- ABOUT THIS EXERCISE -
Would you work out how many of the lines below hold "windmill" and reply with nothing but the number?

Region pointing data
▼

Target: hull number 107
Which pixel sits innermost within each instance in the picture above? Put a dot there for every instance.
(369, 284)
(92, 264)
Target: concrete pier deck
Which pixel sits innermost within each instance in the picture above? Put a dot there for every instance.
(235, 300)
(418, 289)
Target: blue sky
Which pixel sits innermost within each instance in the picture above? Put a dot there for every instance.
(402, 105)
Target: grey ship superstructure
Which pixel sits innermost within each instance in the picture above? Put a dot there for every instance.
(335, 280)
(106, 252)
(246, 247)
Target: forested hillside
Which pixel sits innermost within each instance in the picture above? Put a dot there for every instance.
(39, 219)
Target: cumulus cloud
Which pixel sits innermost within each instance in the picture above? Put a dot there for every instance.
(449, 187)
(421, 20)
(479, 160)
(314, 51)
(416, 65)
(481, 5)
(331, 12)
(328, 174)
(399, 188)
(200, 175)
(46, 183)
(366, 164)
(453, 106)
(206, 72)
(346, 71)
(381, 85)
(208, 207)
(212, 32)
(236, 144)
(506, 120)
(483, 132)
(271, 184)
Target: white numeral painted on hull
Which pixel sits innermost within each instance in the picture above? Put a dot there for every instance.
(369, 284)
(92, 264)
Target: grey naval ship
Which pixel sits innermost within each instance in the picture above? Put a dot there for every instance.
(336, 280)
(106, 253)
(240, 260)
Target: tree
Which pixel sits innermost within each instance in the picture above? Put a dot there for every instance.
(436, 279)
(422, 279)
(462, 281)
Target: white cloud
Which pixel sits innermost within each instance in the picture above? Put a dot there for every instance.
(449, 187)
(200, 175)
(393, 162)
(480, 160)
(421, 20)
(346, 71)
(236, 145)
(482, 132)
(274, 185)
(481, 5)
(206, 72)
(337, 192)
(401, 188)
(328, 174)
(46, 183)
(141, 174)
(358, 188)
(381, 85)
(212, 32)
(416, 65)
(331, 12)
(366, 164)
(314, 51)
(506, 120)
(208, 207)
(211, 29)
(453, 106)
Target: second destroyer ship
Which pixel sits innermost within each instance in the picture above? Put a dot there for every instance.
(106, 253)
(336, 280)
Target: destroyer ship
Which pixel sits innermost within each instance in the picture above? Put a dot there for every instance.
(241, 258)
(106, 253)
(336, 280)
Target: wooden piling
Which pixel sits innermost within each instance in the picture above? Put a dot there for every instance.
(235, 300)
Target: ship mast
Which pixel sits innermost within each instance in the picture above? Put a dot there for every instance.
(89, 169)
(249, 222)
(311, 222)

▲
▼

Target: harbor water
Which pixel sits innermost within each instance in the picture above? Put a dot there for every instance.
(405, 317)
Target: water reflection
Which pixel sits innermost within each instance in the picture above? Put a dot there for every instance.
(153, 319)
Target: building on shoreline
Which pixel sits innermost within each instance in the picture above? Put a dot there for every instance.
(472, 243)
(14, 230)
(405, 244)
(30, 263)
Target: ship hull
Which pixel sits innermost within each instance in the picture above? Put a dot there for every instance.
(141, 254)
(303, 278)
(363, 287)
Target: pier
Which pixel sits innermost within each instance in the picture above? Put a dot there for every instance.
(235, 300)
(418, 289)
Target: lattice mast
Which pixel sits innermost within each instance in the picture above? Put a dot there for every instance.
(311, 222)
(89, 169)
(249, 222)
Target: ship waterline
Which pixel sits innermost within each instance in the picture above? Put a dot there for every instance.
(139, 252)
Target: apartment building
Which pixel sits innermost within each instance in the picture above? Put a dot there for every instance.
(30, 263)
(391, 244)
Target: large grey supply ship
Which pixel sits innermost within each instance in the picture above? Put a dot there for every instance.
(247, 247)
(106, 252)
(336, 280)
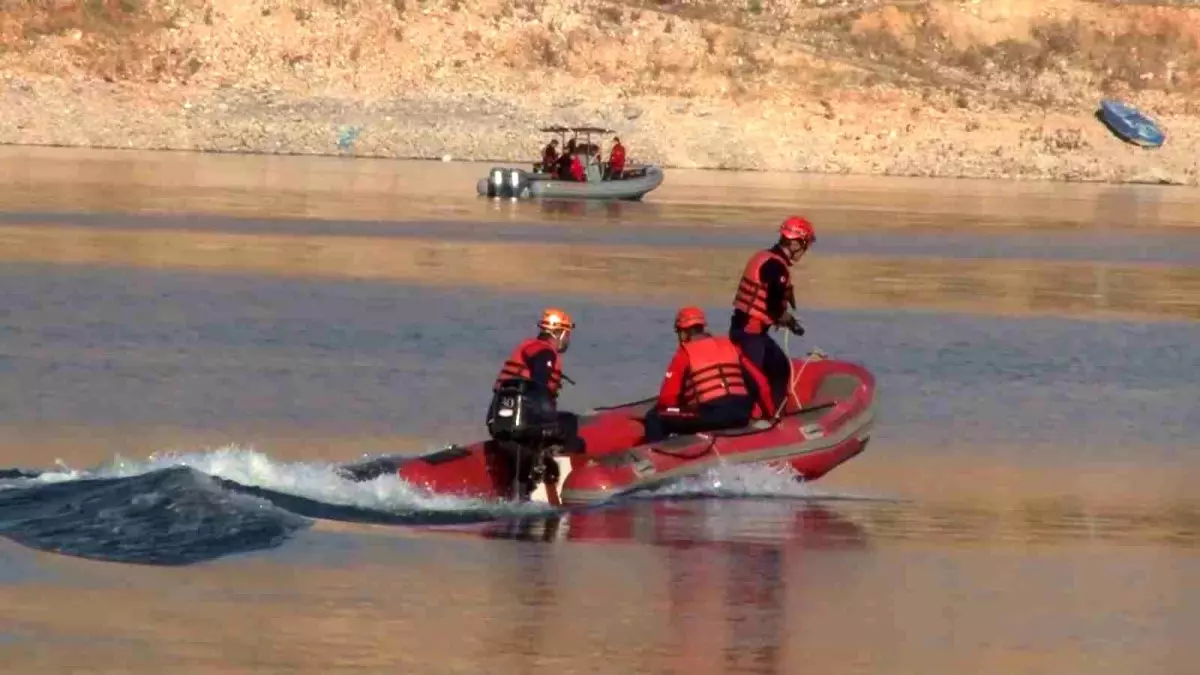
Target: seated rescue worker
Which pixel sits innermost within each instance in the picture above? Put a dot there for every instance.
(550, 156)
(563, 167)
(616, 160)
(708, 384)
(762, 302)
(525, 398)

▲
▼

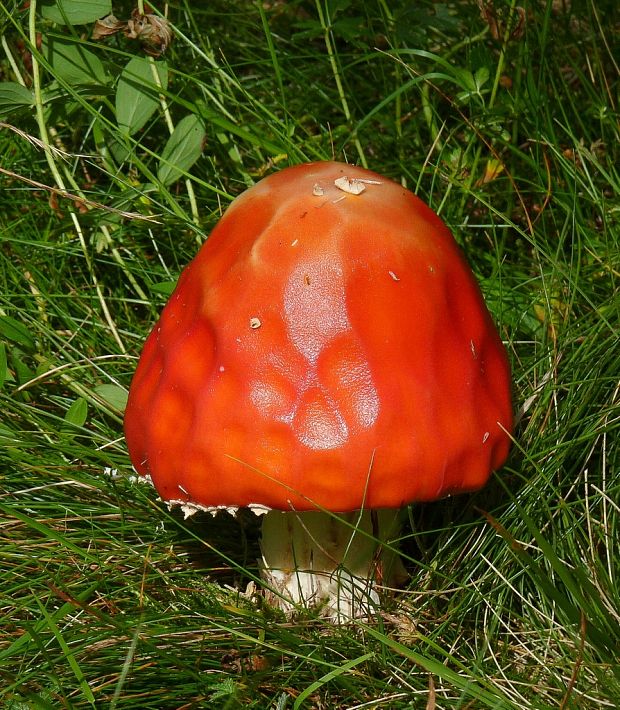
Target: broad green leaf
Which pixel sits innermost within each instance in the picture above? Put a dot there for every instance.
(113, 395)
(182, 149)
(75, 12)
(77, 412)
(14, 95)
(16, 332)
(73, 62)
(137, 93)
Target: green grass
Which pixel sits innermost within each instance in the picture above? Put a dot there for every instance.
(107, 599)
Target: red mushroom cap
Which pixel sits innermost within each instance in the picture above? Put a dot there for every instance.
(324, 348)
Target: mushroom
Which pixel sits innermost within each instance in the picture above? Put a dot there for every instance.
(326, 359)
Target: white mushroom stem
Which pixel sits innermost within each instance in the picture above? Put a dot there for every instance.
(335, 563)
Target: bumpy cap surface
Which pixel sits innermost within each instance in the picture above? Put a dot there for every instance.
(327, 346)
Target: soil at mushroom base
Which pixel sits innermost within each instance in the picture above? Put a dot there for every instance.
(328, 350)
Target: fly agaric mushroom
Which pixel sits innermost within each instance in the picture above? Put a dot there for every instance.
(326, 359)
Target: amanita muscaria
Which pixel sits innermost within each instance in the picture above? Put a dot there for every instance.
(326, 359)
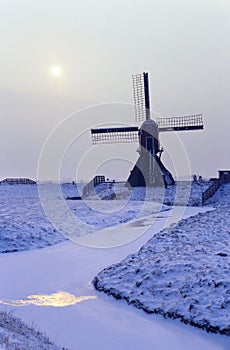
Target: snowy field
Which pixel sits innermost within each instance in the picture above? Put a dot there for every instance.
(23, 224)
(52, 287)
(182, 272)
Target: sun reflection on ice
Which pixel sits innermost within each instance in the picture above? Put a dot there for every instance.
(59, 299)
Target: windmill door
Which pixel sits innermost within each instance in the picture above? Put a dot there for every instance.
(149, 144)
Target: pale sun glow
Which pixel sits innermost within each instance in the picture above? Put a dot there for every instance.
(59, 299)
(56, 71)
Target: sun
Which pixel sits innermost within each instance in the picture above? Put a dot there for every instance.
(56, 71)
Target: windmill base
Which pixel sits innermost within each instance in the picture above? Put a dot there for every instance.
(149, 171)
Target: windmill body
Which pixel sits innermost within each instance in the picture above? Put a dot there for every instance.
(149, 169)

▲

- ANSWER AREA -
3